## begin Source text

# From a DRZ to a DEH-80PRS...will I be dissappointed?



## captainobvious (Mar 11, 2006)

In my last install, I ran a DRZ-9255 and absolutely loved the clean sound from that unit. (I've also previously used a Denford 8250m and an old Sony ES CDX-C780)
I am currently planning a new install in a different vehicle, and I'm looking hard at the new Pioneer deh-80PRS. I know it doesn't have quite as much flexibility in the tuning department (3-way active vs 4-way, etc), but what I'm concerned omst about is the sound. How will this compare sound wise to the other top units out there (p99rs, DRZ, etc) ?
My only other hang up is the crossover settings...why oh why can't they have more HPF settings on the MID section of these? If you want to run a 3-way active system up front, the highest you can cross your mids at is 250hz. Would love a few more optoins up there as it makes running a 3" driver (which is much easier to install) much harder.


----------



## Lars Ulriched (Oct 31, 2009)

*Re: From a DRZ to a DEH-90PRS...will I be dissappointed?*

Just made a move from DRZ to P90RS....Not regretting at all....but will still be keeping my DRZ....each have their own strength...but P90 is better...


----------



## my7707797 (Dec 14, 2011)

*Re: From a DRZ to a DEH-90PRS...will I be dissappointed?*

Dude,
Are you asking about DEH-80PRS or DEX-P90RS.
New DEH-P80PRS plastic is selling for 300-350 BNIB, while DRZ9255 is about 3 times at cost.

## end Source text

Work to complete:
• 1. Summarize the head unit thread in two sentences.
• 2. Reproduce the passage of the head unit thread that opens with the words containing "In my last install, I" and closes with "install) much harder.".

## begin Data lines

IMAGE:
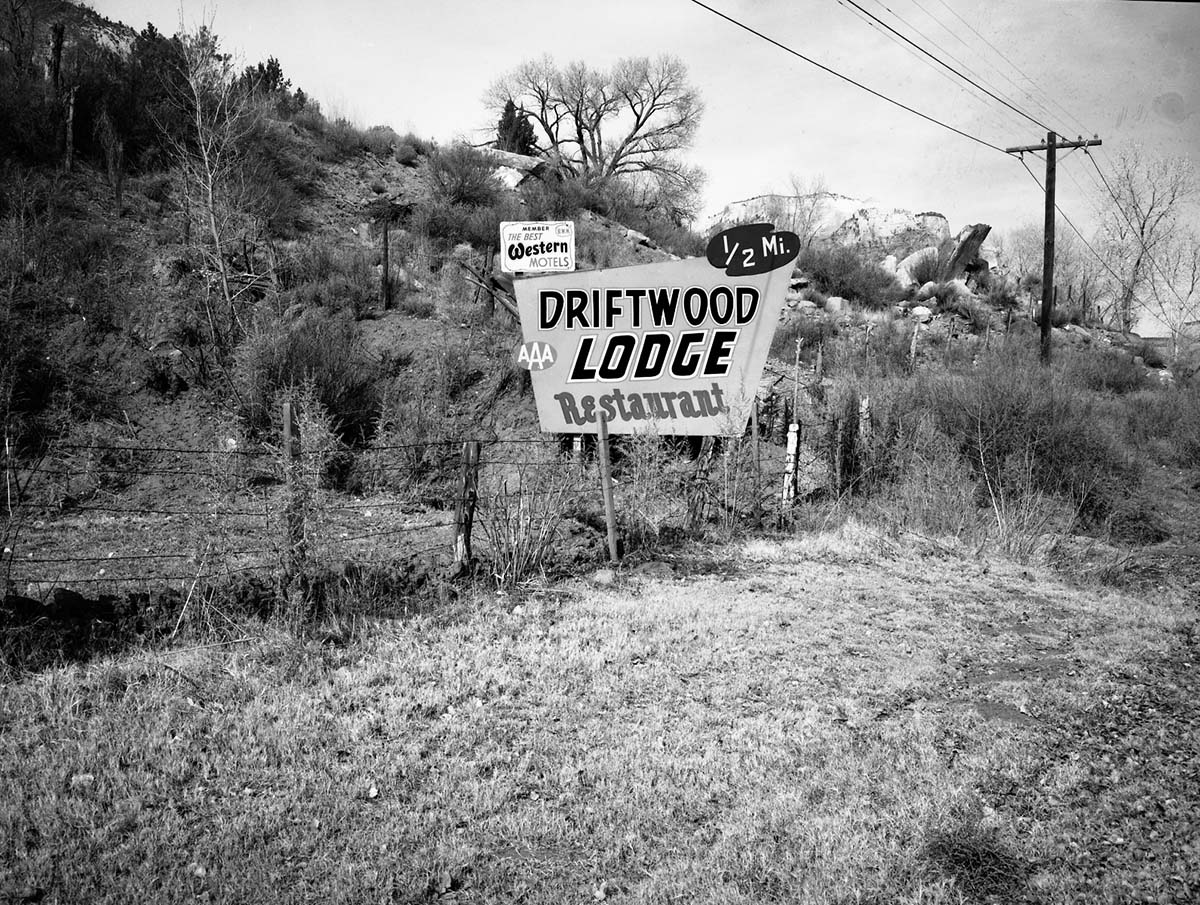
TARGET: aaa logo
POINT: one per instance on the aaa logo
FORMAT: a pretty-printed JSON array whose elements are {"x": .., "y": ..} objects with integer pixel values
[{"x": 537, "y": 355}]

## end Data lines

Results in order:
• 1. A poster who loved the clean sound of a DRZ-9255 in a previous install is considering the Pioneer DEH-80PRS for a new vehicle, asks how its sound compares with other top units, and complains that the highest mid-section crossover point for a 3-way active system is 250 Hz. In the replies, one person reports moving from the DRZ to a P90RS without regret, and another asks which Pioneer model is meant and notes that the DEH-P80PRS sells for 300-350 while the DRZ9255 costs about three times as much.

• 2.
In my last install, I ran a DRZ-9255 and absolutely loved the clean sound from that unit. (I've also previously used a Denford 8250m and an old Sony ES CDX-C780)
I am currently planning a new install in a different vehicle, and I'm looking hard at the new Pioneer deh-80PRS. I know it doesn't have quite as much flexibility in the tuning department (3-way active vs 4-way, etc), but what I'm concerned omst about is the sound. How will this compare sound wise to the other top units out there (p99rs, DRZ, etc) ?
My only other hang up is the crossover settings...why oh why can't they have more HPF settings on the MID section of these? If you want to run a 3-way active system up front, the highest you can cross your mids at is 250hz. Would love a few more optoins up there as it makes running a 3" driver (which is much easier to install) much harder.